◆ **Required task**: Reproduce every line below word for word, leaving out the pictures.

######

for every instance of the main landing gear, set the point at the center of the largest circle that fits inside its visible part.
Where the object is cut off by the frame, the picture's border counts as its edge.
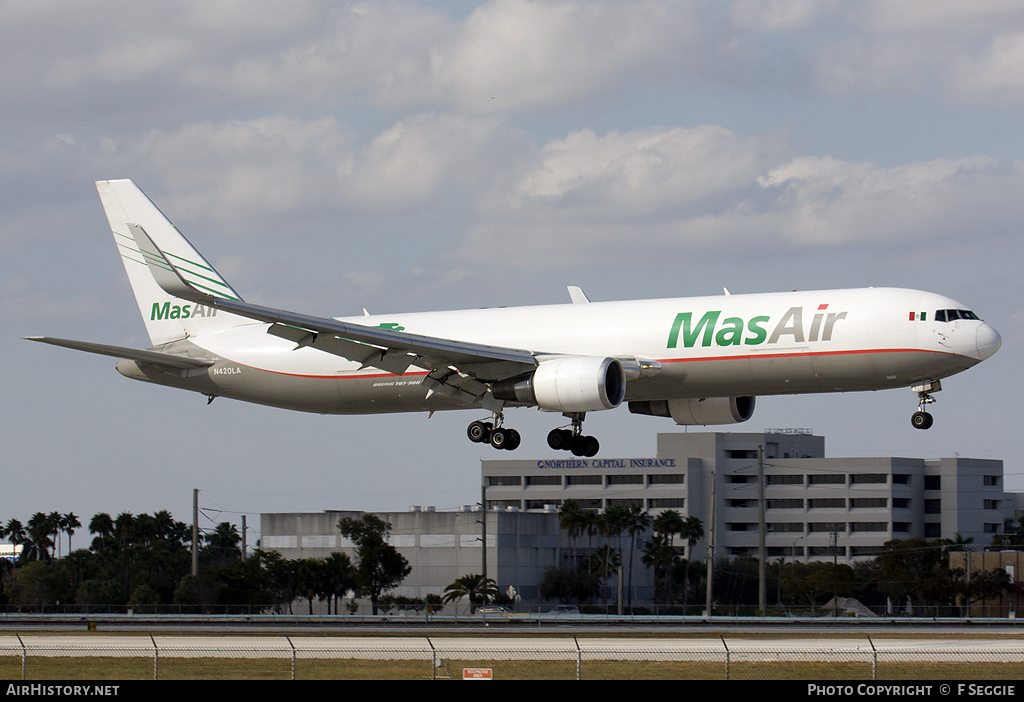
(573, 440)
(921, 419)
(561, 439)
(495, 434)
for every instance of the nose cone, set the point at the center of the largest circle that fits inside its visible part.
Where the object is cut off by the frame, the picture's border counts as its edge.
(989, 341)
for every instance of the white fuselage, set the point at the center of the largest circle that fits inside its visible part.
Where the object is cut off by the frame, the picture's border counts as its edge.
(724, 346)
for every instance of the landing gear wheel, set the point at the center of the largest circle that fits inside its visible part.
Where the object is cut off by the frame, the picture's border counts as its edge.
(921, 420)
(559, 439)
(479, 432)
(585, 446)
(505, 438)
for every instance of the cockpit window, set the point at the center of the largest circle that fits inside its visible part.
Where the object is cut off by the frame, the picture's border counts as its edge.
(953, 315)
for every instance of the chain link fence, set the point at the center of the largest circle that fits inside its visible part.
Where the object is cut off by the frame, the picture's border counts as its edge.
(125, 658)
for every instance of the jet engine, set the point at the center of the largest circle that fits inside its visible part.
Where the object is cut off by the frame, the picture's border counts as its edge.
(706, 410)
(567, 384)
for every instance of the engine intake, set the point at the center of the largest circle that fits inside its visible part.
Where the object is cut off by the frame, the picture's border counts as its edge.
(567, 384)
(706, 410)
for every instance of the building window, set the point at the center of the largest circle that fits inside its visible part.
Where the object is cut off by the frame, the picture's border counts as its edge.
(741, 503)
(667, 479)
(544, 480)
(826, 503)
(742, 453)
(785, 527)
(788, 503)
(504, 480)
(868, 478)
(583, 480)
(826, 479)
(826, 527)
(784, 479)
(627, 502)
(667, 503)
(868, 526)
(625, 480)
(868, 502)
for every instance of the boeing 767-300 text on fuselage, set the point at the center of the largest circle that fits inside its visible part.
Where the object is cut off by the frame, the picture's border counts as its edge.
(696, 360)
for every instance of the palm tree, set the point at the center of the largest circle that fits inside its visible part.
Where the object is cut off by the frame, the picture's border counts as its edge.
(476, 587)
(692, 531)
(637, 522)
(14, 532)
(69, 523)
(668, 524)
(610, 524)
(39, 529)
(101, 526)
(573, 520)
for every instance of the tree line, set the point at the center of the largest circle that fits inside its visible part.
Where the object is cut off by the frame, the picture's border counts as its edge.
(146, 561)
(909, 572)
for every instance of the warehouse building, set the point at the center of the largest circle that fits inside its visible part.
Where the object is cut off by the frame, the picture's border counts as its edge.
(815, 508)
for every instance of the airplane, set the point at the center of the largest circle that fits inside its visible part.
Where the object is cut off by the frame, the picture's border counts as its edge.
(699, 360)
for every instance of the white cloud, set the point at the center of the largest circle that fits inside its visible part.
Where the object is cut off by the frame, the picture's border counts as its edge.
(641, 173)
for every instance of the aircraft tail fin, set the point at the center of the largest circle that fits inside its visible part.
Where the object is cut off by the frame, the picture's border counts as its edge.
(166, 316)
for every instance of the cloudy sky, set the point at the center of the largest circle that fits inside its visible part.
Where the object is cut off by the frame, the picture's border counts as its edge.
(329, 157)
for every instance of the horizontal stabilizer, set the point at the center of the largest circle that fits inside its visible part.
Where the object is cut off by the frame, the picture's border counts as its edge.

######

◆ **Final result**:
for every instance of the main landing gear, set the point at the center of the largest circle that fits inside its visible part.
Where the object is cut off by the frame, the picture's border counts as its edge.
(573, 440)
(921, 419)
(561, 439)
(495, 434)
for every instance of the nose cone, set the point at the center of the largest circle that fits inside its visible part.
Where the object is cut off by the frame, the picture's border counts as its edge.
(989, 341)
for every instance of the white fuselage, set the point at the center of the largest circle that fits inside its visible part.
Where the object is cut off by the frame, the picture's border counts as its edge.
(724, 346)
for every instance of the landing gear wheel, set the point at the center of the largest circle that fits inside its visible part.
Where the object is cut off by the frame, the picture's border counts as its edge.
(921, 420)
(559, 439)
(479, 432)
(585, 446)
(505, 438)
for every instance of the cockpit window, set the point at the center of the largest circle that fits inside its visible part.
Where the object is cut off by the frame, the picture's border counts as its edge.
(953, 315)
for every instance of the chain link fence, set the point at the center of the largest circle that fits inside its visible part.
Where the object is cut off by the frame, the picture's border counts as its edge.
(125, 658)
for every instance of the jet engine, set the point at the center of the largest circle that fits inside its visible part.
Where the object is cut off by the frame, the picture's border counts as its edge.
(706, 410)
(567, 384)
for every instance of the engine intake, set the point at the center of the largest circle that fits inside its visible part.
Where the object is cut off by the frame, the picture's border counts as its edge.
(567, 384)
(706, 410)
for every instance of the building window, set the point at the center of the largest circle that fits inside its visible part.
Where the object is cut off by the frame, the picture's border counts as its edge.
(741, 503)
(667, 479)
(544, 480)
(826, 503)
(742, 453)
(785, 527)
(788, 503)
(504, 480)
(868, 478)
(583, 480)
(826, 479)
(826, 527)
(784, 479)
(627, 502)
(667, 503)
(868, 526)
(625, 480)
(868, 502)
for every instance of the boeing 767-300 text on fuselage, set the point at the center of the largest circle that fits inside its visible part.
Where the object is cut off by the frame, the picture's border counts as its edge.
(696, 360)
for every instance of the palm tree, set the point at the center of the largest circle that fits inside its visible part.
Where the object is cut off by the frame, the picture's border counts as its edge.
(476, 587)
(692, 531)
(637, 522)
(14, 532)
(69, 523)
(668, 524)
(610, 524)
(39, 529)
(101, 526)
(573, 520)
for every instance of the tree line, set the point at the center of the largest circle that fits inside its visible part.
Where the object is cut off by the frame, the picture's border counts as its edge.
(146, 561)
(909, 572)
for every instance of the warehouse building, set the point at the center of the largest circle that fits inside its visible part.
Where the object is cut off by the frame, the picture's border counts as its edge.
(815, 508)
for every instance of the airplane, set the point at the center of the largest circle that fits inside its visible part.
Where the object is cut off by the frame, the picture's border counts as its edge.
(699, 360)
for every instance of the white cloud, set the point at the center of the largest circle that fits inside its visible part.
Where the object is cut off by the frame, the picture's border counts as its edge.
(641, 173)
for every instance of the aircraft tail fin, set the point at the center of the largest circle that fits inside its visible part.
Where the object is cut off by the frame, the picture's border counts as its edge.
(166, 316)
for every instance of the cloudy sky, set the point at the center of the largest circle that fits inside its visible part.
Where the object is cut off by the frame, the picture's border counts as its edge.
(329, 157)
for every instance of the horizontal stabilizer, set the point at the center of the largest circle that fits inside its visible part.
Where the object is cut off by the frame, the picture's border counts as its edge.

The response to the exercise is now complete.